STATED TASK
Copy the data from the line with "Where exactly is the salamander's hind" to the line with "561 206 681 302", replacing "wet soil" with "muddy ground" and leaving everything else unchanged.

INFORMATION SUPPLIED
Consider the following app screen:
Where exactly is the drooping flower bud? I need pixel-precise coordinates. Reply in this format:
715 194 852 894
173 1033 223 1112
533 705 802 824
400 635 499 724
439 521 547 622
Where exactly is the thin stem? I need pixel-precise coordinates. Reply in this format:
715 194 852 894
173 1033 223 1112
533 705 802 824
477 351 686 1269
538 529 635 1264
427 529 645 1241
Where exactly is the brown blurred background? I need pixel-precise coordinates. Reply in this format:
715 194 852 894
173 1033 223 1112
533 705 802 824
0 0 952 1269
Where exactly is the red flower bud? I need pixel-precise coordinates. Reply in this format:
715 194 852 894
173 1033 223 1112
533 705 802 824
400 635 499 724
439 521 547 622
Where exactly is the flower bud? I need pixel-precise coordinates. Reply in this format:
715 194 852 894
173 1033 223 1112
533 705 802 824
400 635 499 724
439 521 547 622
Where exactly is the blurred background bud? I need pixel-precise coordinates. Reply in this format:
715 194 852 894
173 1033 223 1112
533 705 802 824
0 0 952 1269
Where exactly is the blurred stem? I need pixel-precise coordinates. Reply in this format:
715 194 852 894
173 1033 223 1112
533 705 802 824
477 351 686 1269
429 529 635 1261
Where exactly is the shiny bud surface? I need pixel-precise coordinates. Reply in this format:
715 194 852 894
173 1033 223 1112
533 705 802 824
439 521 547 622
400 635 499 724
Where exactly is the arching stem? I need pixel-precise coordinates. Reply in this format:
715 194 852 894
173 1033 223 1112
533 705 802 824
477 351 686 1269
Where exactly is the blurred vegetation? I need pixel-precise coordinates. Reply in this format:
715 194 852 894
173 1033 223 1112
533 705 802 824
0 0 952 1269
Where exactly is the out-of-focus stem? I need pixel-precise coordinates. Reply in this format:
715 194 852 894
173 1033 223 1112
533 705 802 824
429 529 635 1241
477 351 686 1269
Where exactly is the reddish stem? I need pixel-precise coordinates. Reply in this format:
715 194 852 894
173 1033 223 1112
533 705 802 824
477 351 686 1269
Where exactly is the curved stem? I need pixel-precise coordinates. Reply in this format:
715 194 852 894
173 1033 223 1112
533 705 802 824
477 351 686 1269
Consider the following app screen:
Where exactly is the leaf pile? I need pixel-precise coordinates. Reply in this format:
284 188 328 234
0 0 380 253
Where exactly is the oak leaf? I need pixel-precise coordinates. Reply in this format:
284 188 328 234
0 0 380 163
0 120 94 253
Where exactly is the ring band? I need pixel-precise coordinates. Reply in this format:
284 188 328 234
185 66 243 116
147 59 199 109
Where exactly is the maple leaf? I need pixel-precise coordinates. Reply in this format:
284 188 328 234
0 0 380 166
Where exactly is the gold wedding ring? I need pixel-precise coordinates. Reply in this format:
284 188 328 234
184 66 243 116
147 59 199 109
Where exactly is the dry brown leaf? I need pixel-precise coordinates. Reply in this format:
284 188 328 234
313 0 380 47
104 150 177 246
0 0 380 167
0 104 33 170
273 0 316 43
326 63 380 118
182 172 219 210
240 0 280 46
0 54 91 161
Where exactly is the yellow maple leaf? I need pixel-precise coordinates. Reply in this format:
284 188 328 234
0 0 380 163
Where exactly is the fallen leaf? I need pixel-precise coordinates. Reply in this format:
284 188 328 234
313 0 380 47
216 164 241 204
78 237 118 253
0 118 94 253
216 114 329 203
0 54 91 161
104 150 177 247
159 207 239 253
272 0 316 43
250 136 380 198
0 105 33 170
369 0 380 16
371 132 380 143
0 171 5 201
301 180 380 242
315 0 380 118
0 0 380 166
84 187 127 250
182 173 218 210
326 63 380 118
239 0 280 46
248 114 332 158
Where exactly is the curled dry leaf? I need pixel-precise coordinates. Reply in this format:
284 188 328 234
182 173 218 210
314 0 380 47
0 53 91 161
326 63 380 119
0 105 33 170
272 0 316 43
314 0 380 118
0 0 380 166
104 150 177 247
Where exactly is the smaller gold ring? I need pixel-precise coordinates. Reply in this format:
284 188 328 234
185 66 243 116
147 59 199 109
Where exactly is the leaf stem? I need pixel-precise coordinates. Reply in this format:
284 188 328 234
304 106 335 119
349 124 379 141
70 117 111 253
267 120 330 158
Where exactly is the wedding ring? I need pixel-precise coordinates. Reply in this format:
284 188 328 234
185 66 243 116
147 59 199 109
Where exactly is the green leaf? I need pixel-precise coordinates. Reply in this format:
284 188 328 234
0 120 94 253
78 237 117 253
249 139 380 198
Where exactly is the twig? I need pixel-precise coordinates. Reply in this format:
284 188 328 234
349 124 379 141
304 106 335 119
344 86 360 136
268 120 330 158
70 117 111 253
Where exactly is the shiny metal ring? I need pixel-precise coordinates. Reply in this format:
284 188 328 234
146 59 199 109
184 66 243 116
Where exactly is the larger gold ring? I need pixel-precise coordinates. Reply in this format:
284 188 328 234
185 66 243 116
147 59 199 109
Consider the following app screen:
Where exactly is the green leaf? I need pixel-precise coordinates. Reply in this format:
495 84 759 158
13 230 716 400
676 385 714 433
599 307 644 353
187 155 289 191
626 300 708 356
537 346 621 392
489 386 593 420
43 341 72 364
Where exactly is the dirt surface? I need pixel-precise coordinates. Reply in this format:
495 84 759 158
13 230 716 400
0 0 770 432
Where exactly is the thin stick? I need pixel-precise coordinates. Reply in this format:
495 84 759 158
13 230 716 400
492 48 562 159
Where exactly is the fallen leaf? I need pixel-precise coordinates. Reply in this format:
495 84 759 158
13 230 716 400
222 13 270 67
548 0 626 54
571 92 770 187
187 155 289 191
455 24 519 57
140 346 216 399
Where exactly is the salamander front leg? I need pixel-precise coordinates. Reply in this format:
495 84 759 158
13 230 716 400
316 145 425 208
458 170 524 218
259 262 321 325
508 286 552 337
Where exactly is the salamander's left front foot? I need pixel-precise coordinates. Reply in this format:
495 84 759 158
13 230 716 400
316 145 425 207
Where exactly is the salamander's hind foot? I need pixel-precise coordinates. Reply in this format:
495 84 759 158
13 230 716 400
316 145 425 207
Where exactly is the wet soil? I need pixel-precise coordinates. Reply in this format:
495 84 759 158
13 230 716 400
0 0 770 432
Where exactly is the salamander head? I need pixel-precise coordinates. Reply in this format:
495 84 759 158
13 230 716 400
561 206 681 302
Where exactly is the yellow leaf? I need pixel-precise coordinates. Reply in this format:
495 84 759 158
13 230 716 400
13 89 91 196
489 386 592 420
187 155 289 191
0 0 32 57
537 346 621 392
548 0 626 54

RESPONSE FOR THIS EXERCISE
Where exactly is the salamander's hind foot? I need pixel-precise coordinates. Reply in this format:
495 84 759 158
13 230 716 400
316 145 425 207
Where exactly is the muddy ground? I need pixel-precise coordinates. Reply in this format:
495 84 759 158
13 230 716 400
0 0 770 432
Where exactly is the salamander head? I need pixel-precise coordinates. Reply in this format:
495 84 759 158
13 230 716 400
561 206 681 302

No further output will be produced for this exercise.